:: PASSAGE PROVIDED ::
* start *

# Officer Recuitment



## Burnsy (8 Feb 2004)

Hi, I‘m interested in becoming an officer in the Forces, I‘m thinking MARS, Infantry, or Pilot.  I was wondering if anyone here knew what I would have to get on the CFAT in order to qualify for any, or all of these positions. I was also wondering if anyone knew the success rate of someone becoming an officer through the CEOTP (Continuing Education Officer Training Program.  (Any success stories?)  Also any advice in general regarding the preparation for the exams. Greatly appreciate it,

Thanks


----------



## Greywolf (8 Feb 2004)

I don‘t know what the exact minimum you need to get for those trades...they don‘t tell you what your results are anyways (only whether you passed or failed).  But I can tell you the CFAT is pretty easy.  Just look over the sample questions you get with your application package.  Of course the real test will be slightly harder than those samples.  I found I have quite a bit of time left after the tests (well, the first and third ones anyways...I‘m not very good at the spatial test...I can‘t visualize 3-D objects very well)  I‘m not sure why a lot of people found the math component difficult.  I finished those 30 Questions with 10 minutes to spare.  

I‘m not too familiar with the CEOTP.  I take it you are planning to take or have already been accepted into a degree program.  It is quite competitive getting accepted into an Officer position.  They will give preference to those already at the RMC or who got a relevant degree.


----------



## Burnsy (8 Feb 2004)

Hey thanks Greywolf. So a pass or fail, does that mean you either pass or fail for the trades you have selected?  Or is there a basic critera, like 30/60 to pass the exam generally?  Or based on your pass marks, they rank how you would fit into specific trades?  (Excuse the drilling, just very curious)


----------



## ringo_mountbatten (8 Feb 2004)

Just to give you a little info on CEOTP.  It is the program that I have applied through.  The only occupations open through CEOTP right now are MARS and Pilot.  Obviously those are the occupations that cannot be filled by just ROTP and DEO entry plans so they are the only ones open.  As far as I know the plan is to expire at around the end of March, but if it is like previous years it will be extended if there are shortfalls again in any occupation.  I was told by almsost all the recruiters that the more years in university you have before applying for CEOTP the better chance you wil have in being accepted as it is not easy to do a four year degree while training in a demanding profession.  I am not sure whether or not you already have to be accepted into a university to apply or no, as I am still a student at mine so it was not an issue for me and it was not mentioned either way.  Good luck.


----------



## Burnsy (8 Feb 2004)

Hey thanks ringo, actually I have completed a community college program that is part of a 2+2 program with a chain of universities across Canada, well 4 universities to be sure.  So technically speaking, I already have 2 years completed.  I may also be able to complete the courses through correspondence, but we‘ll see.  The recruiter seemed to think that I was a decent candidate for the MARS or Pilot program, but time will tell.  Thanks agian, oh what, by the way are you being recruited for?


----------



## Greywolf (8 Feb 2004)

Yes, it‘s either pass or fail.  For some trades, you might only need an overall score of say 60, for others, you might need a certain score for a component, e.g. 80 for the math, 70 for spatial skills...


----------



## ringo_mountbatten (9 Feb 2004)

* end *

:: DATASET ::

* start *

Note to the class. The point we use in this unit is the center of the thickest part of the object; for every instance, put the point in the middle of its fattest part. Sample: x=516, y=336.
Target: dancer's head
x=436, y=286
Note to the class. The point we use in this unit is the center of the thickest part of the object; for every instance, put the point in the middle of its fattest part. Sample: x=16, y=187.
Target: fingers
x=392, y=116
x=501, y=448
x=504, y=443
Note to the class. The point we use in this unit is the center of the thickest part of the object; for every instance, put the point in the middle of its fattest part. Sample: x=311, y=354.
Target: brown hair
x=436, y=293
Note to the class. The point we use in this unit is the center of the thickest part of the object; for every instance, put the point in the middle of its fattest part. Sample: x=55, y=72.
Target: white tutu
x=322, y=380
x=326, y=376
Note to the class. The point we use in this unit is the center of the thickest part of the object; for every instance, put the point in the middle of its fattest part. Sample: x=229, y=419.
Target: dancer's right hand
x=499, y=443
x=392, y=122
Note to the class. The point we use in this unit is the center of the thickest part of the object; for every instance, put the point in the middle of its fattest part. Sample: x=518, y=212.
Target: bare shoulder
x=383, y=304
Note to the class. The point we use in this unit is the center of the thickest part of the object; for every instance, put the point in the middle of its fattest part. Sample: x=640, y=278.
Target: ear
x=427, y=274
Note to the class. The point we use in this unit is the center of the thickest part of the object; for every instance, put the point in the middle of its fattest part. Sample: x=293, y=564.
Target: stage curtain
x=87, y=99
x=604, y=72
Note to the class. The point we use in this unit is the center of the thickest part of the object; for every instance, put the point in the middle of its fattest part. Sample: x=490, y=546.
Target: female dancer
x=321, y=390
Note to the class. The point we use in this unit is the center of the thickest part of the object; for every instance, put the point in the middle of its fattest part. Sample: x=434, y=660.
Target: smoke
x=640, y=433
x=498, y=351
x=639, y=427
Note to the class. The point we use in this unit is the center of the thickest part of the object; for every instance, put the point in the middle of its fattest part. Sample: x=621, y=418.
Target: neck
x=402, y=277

* end *

:: TASKS TO COMPLETE ::
[a] Quote the officer recruitment thread from "Yes, it‘s either" up to and including "for spatial skills...".
[b] Do these statements agree with the officer recruitment thread? Answer yes or no for each, quoting the words that decide it: (i) Greywolf says the CFAT results are given only as pass or fail. (ii) ringo_mountbatten says Infantry is open through CEOTP. (iii) Greywolf finished the math questions with 10 minutes to spare.
The listing comes from a separate source.

:: ANSWERS ::
[a]
Yes, it‘s either pass or fail.  For some trades, you might only need an overall score of say 60, for others, you might need a certain score for a component, e.g. 80 for the math, 70 for spatial skills...

[b]
(i) Yes: "they don‘t tell you what your results are anyways (only whether you passed or failed)"
(ii) No: "The only occupations open through CEOTP right now are MARS and Pilot."
(iii) Yes: "I finished those 30 Questions with 10 minutes to spare."